#### [TEXT EXTRACT]
>> start
Note on the spell Creation – An illusionist can cast this at night, creating a wooden nickle (or something), and then use malleable illusion to change it to another object over and over during the day – the DM has to determine if changing it to an inorganic object exceeds the duration of the spell (Probably yes depending on the time the change occurred) but imagine your owl flying with a wooden nickle over an enemy and then having you change it into a 5′ spiked ball of oak (or something equally dense and heavy). This would drop about 1000 pounds on an enemy! Then after the fight, turn it back into a wooden nickle and put it in your pocket!
Elementals are not that smart are they ? It wouldn’t make sense for them to find every far fetched ways to misinterpret your commands Don’t cast cloudkill. Cast sunbeam. Or let the cleric cast moonbeam Skill empowerment is much more powerful than ehance ability. You can reliably hit high skill dc at high level
As you get towards 7th level spells, have you thought any more about Mirage Arcane? I commented on your Moon Druid article that I think it’s super powerful with some smart imagination, and you responded that you didn’t think it could make walls because that’d be ‘concealing’ creatures, and you didn’t think the ‘physical interaction’ ability of the illusion would affect objects since they don’t have a sense of touch. I responded but you didn’t seem to return to it, so in case it got lost in the ocean of comments or for the benefit of others here, the gist of it is: the walls argument would prevent you from creating anything that might block line of sight to anything else if that’s your definition of ‘conceal’, and the illusion-doesn’t-affect-objects argument would mean illusory hills or crevasses would have nonsensical effects on a pulled cart or dropped objects. While dynamic environmental effects like lava or rockslides aren’t addressed and DMs might disallow them, I do think you can make mile-high adamantine walls and the like, just based on the logic contained in the spell (hills are implied in terrain, crevasses are explicitly mentioned, and the intention is that these things supply real collision forces—or lack-of-collision-forces, in the case of the crevasse—to both creatures and pulled carts etc). The truesight wording is unfortunately vague about whether they can choose to NOT interact with the illusion… if they can ignore it, there are some similarly nonsensical situations though (what happens if they drop/throw an item while they’re inside an illusory hill?
A little DPR comparison for Conjure Elemental Air Elemental DPR vs AC 16 / vs AC 20 19.1 (normal), 26.325 (Advantage) / 13.5 (normal), 21.285 (Advantage) VS Invisible Stalker DPR vs AC 16 / vs AC 20 11.7 (normal), 17.315 (Advantage) / 7.7 (normal), 12.915 (Advantage) From this you can see that the Invisible Stalker does pretty comparable damage to the Air Elemental due to the permanent Advantage from being Invisible that it has against the majority of foes. Things will swing in the favor of the Air Elemental against things with low AC, especially once low enough that a nat 1 is necessary in order to miss them, and in favor of the Invisible Stalker against things with super high AC especially those that can only be hit on a nat 20 anyway. The Invisible Stalker also has arguably better survivability due to it having a bit more hp and, while it has 14 AC instead of 15 AC, the majority of attackers will have Disadvantage, giving the Invisible Stalker an effective AC more along the lines of 18 or 19, IIRC.
>> end
(Dataset items)
>> start
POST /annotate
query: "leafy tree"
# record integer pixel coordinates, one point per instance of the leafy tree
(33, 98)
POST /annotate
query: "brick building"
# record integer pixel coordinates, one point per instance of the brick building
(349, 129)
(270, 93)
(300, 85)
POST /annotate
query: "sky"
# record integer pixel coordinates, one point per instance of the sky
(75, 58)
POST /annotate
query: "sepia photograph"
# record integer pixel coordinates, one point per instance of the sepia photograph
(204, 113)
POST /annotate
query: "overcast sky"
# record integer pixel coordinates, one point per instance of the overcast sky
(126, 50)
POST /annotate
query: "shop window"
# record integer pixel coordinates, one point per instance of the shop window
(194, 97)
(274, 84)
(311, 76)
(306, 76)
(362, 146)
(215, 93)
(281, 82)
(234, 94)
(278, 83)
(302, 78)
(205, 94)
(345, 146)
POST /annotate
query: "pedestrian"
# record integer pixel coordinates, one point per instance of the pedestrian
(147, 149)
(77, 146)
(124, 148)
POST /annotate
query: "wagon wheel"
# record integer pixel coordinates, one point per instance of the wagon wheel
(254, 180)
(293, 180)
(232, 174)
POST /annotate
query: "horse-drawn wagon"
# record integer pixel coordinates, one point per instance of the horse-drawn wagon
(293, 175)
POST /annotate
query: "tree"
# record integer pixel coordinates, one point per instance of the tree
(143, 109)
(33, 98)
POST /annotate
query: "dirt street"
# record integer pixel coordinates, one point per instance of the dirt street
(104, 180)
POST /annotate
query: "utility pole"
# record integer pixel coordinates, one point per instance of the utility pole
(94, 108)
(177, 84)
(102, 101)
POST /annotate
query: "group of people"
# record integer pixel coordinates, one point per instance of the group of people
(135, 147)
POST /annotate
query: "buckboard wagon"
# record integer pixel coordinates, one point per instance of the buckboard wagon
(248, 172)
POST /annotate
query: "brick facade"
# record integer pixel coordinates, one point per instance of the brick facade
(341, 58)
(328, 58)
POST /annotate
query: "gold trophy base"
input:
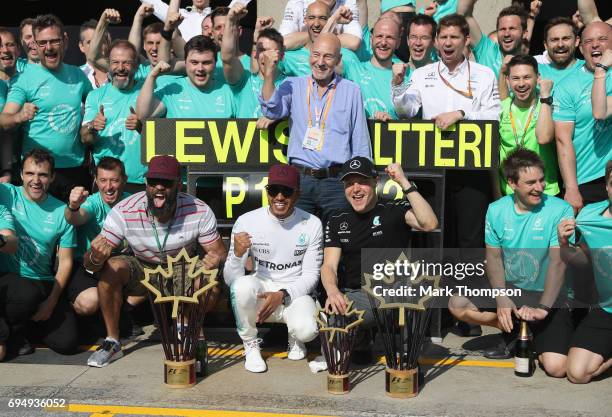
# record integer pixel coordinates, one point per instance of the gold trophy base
(401, 384)
(338, 384)
(179, 374)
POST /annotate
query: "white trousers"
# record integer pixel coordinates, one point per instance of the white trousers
(299, 315)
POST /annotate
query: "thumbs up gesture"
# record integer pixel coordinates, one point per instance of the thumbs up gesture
(77, 197)
(132, 122)
(99, 122)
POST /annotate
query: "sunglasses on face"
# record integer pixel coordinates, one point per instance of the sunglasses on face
(273, 190)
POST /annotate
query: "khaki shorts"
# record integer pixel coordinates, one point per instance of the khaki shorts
(180, 286)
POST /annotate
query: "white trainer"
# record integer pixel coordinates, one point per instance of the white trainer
(297, 350)
(253, 360)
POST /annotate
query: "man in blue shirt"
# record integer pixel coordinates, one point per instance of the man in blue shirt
(590, 351)
(327, 119)
(522, 254)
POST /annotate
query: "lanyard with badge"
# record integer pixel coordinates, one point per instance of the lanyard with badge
(513, 123)
(466, 94)
(313, 139)
(160, 247)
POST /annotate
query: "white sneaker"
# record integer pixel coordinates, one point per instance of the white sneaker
(297, 351)
(253, 360)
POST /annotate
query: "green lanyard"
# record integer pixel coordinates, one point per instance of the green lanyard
(162, 249)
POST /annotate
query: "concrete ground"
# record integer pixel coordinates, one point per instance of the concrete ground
(458, 382)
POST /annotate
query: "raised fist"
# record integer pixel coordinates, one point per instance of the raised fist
(111, 16)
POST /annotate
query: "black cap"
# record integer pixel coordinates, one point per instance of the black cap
(359, 165)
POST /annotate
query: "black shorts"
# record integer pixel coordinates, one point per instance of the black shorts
(594, 333)
(80, 280)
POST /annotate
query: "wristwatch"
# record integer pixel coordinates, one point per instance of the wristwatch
(546, 100)
(286, 297)
(410, 189)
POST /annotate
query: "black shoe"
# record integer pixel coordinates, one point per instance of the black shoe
(362, 357)
(505, 348)
(20, 346)
(468, 330)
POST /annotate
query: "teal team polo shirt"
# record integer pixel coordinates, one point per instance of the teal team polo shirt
(57, 123)
(596, 232)
(40, 227)
(592, 138)
(525, 238)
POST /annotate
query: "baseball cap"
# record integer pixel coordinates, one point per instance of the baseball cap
(164, 167)
(281, 174)
(358, 165)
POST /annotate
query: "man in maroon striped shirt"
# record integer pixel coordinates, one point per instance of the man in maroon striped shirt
(155, 223)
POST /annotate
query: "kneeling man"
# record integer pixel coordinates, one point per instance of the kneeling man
(285, 244)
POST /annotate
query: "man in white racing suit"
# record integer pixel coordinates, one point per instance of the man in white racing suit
(286, 246)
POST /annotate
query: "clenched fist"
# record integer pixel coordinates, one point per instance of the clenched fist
(77, 197)
(242, 243)
(111, 16)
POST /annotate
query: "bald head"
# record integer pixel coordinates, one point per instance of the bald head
(329, 41)
(324, 57)
(596, 39)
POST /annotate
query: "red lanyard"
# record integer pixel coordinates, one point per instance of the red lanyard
(466, 94)
(531, 111)
(326, 106)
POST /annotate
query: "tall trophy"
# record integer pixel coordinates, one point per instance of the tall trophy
(402, 314)
(179, 297)
(338, 336)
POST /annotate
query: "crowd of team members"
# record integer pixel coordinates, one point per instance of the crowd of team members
(68, 131)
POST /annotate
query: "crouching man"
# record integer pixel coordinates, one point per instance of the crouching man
(285, 244)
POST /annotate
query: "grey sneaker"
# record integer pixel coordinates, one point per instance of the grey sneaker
(109, 351)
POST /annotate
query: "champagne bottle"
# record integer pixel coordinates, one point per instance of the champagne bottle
(201, 357)
(524, 364)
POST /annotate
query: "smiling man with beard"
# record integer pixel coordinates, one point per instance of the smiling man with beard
(560, 40)
(110, 125)
(200, 94)
(46, 99)
(583, 143)
(286, 245)
(511, 28)
(526, 119)
(155, 224)
(369, 223)
(374, 76)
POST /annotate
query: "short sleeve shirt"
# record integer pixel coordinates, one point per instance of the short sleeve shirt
(40, 227)
(596, 232)
(382, 227)
(57, 123)
(193, 223)
(183, 100)
(97, 210)
(592, 138)
(115, 139)
(525, 238)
>> end
#### [WHAT IS REQUIRED]
In the comments on spells, which spells appear with the verb "cast"?

#### [OUTPUT BELOW]
- Creation
- cloudkill
- sunbeam
- moonbeam